> **EXTRAIT DU TEXTE**:
☆ ☆ ☆ ☆ ☆

Imaginons qu’un gouvernement de gauche esquisse une politique économique, commerciale et financière que les holdings considèrent contraire à leurs intérêts. Imaginons – mais n’est-ce pas déjà arrivé ? – que pour réagir et défendre les « intérêts partisans », ils réduisent la souscription de certificats de trésorerie, qu’ils organisent l’évasion des capitaux, qu’ils réduisent leurs investissements en Belgique. Puisqu’il s’agit d’une « pression intolérable de la haute finance sur le parlement » et qu’il s’agit de limiter le droit de propriété de manière à défendre « nos institutions démocratiques », de même que d’aucuns ont cru devoir limiter le droit de grève dans ce même but, ce gouvernement de gauche serait alors parfaitement habilité à s’assurer de force l’accès des banques et des coffres-forts, à mettre en prison tout industriel ou tout banquier pris en flagrant délit de transfert de ses fonds à l’étranger, à saisir des comptes en banques, à confisquer des entreprises que leurs propriétaires auraient fermées pour « bafouer la volonté clairement exprimée de la majorité de la nation ».

Excellente leçon donnée au mouvement ouvrier Monsieur Eyskens ! Espérons qu’on s’en souviendra, et qu’on saura l’appliquer à la première occasion. Mais gageons que les hypocrites qui ont versé tant de larmes sur ce pauvre Parlement soumis à la « pression de la rue », gémiront à ce moment-là non pas sur la démocratie violée par les banquiers… mais sur le « droit sacré de propriété », violé par les méchants parlementaires.

☆ ☆ ☆ ☆ ☆

> **MATÉRIEL EXTRAIT**:
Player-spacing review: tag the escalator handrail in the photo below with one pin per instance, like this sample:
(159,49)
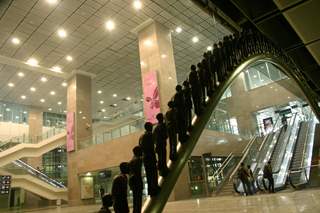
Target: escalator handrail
(224,164)
(243,157)
(39,174)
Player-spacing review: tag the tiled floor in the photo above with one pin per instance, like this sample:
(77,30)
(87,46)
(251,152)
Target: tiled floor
(298,201)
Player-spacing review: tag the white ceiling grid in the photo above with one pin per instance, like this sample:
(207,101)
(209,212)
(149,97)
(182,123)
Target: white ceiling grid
(112,56)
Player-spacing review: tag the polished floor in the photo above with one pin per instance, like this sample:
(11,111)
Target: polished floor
(298,201)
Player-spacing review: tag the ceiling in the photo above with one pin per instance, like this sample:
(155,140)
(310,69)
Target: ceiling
(113,57)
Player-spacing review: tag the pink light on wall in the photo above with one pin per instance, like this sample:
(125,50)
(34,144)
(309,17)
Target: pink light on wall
(70,132)
(151,102)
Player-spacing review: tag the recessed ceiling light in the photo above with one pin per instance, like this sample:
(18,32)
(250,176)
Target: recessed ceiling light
(69,58)
(178,30)
(137,4)
(43,79)
(62,33)
(15,41)
(195,39)
(21,74)
(52,1)
(33,62)
(56,69)
(110,25)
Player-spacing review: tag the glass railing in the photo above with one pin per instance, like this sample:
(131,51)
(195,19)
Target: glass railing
(30,140)
(113,133)
(18,167)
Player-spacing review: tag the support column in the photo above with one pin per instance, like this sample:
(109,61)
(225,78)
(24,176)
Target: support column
(78,103)
(35,121)
(156,55)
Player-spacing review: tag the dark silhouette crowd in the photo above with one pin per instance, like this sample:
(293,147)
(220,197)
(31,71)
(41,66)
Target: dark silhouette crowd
(176,123)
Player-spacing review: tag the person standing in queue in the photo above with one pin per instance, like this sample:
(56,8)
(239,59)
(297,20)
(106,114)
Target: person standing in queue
(171,121)
(267,173)
(188,101)
(180,105)
(135,181)
(160,137)
(120,189)
(195,90)
(149,160)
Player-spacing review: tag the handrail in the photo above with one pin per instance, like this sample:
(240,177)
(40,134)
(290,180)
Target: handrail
(224,164)
(243,157)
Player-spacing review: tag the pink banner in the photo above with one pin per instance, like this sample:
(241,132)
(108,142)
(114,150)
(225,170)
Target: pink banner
(151,103)
(70,132)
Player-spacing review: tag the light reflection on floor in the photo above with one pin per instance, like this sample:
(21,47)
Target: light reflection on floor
(298,201)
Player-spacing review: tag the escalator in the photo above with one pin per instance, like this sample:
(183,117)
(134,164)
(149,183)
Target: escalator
(26,177)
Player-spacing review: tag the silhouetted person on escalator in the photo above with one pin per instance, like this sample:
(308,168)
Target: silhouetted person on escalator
(171,121)
(160,137)
(244,178)
(195,89)
(284,122)
(135,181)
(149,160)
(267,173)
(120,189)
(188,101)
(180,105)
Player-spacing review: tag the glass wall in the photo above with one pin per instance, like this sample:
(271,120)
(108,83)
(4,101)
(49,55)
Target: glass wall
(262,74)
(55,164)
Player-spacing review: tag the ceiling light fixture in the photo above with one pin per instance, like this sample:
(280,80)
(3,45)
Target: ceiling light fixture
(69,58)
(62,33)
(21,74)
(178,30)
(56,69)
(137,4)
(33,62)
(195,39)
(15,41)
(110,25)
(43,79)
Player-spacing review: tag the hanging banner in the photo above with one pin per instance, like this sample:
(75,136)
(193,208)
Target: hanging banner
(70,132)
(151,102)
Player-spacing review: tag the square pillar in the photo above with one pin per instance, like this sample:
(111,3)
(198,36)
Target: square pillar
(156,55)
(79,105)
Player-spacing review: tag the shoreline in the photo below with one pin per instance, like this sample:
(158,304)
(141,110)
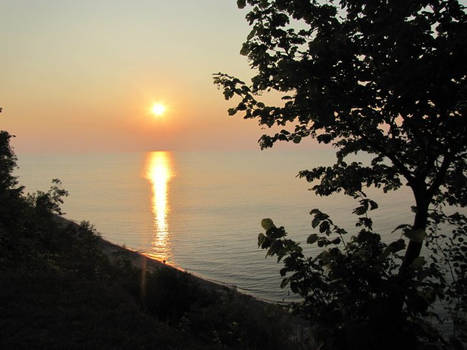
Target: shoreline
(144,262)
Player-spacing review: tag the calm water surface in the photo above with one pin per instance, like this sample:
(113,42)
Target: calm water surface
(201,211)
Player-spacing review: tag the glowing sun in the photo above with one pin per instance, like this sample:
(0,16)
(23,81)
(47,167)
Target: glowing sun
(158,109)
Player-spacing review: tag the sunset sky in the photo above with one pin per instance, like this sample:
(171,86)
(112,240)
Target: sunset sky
(83,75)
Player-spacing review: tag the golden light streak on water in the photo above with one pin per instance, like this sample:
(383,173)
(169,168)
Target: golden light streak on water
(158,173)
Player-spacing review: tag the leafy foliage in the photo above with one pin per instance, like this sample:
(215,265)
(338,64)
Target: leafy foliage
(387,79)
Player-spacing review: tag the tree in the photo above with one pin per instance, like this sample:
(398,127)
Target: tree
(387,78)
(384,78)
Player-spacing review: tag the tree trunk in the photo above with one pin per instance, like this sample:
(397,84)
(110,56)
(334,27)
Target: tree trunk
(420,223)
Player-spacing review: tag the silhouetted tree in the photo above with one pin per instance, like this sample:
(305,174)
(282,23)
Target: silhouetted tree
(387,78)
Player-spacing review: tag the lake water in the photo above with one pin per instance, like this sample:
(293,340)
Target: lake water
(201,211)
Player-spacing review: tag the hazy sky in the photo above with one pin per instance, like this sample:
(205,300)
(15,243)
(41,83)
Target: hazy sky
(82,75)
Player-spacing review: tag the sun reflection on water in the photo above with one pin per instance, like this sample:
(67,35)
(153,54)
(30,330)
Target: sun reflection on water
(159,173)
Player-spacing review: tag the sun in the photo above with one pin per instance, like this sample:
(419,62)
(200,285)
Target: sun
(158,109)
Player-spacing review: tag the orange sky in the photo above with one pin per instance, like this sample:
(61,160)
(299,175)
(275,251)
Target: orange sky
(82,75)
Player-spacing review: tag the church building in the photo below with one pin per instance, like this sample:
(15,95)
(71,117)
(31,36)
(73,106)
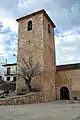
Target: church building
(36,40)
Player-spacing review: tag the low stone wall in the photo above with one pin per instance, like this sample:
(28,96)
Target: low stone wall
(24,99)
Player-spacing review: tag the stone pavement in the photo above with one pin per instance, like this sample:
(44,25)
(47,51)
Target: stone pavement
(57,110)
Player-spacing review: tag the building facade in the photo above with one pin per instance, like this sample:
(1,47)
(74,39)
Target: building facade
(10,71)
(36,40)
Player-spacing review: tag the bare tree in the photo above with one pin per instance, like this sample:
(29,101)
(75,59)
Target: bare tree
(28,70)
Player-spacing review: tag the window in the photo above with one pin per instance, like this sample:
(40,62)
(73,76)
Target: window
(8,71)
(14,78)
(29,25)
(8,78)
(48,28)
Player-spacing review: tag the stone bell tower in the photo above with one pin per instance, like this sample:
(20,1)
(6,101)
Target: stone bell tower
(36,39)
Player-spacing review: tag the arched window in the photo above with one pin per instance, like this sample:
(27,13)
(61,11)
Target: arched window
(29,25)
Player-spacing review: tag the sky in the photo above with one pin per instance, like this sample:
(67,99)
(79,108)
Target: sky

☆ ☆ ☆ ☆ ☆

> **LA CONSIGNE**: Relevez dans l'extrait du texte toutes les mesures que le gouvernement de gauche serait « parfaitement habilité » à prendre.

> **RÉPONSE COMPLÈTE**:
- S'assurer de force l'accès des banques et des coffres-forts.
- Mettre en prison tout industriel ou tout banquier pris en flagrant délit de transfert de ses fonds à l'étranger.
- Saisir des comptes en banques.
- Confisquer des entreprises que leurs propriétaires auraient fermées pour « bafouer la volonté clairement exprimée de la majorité de la nation ».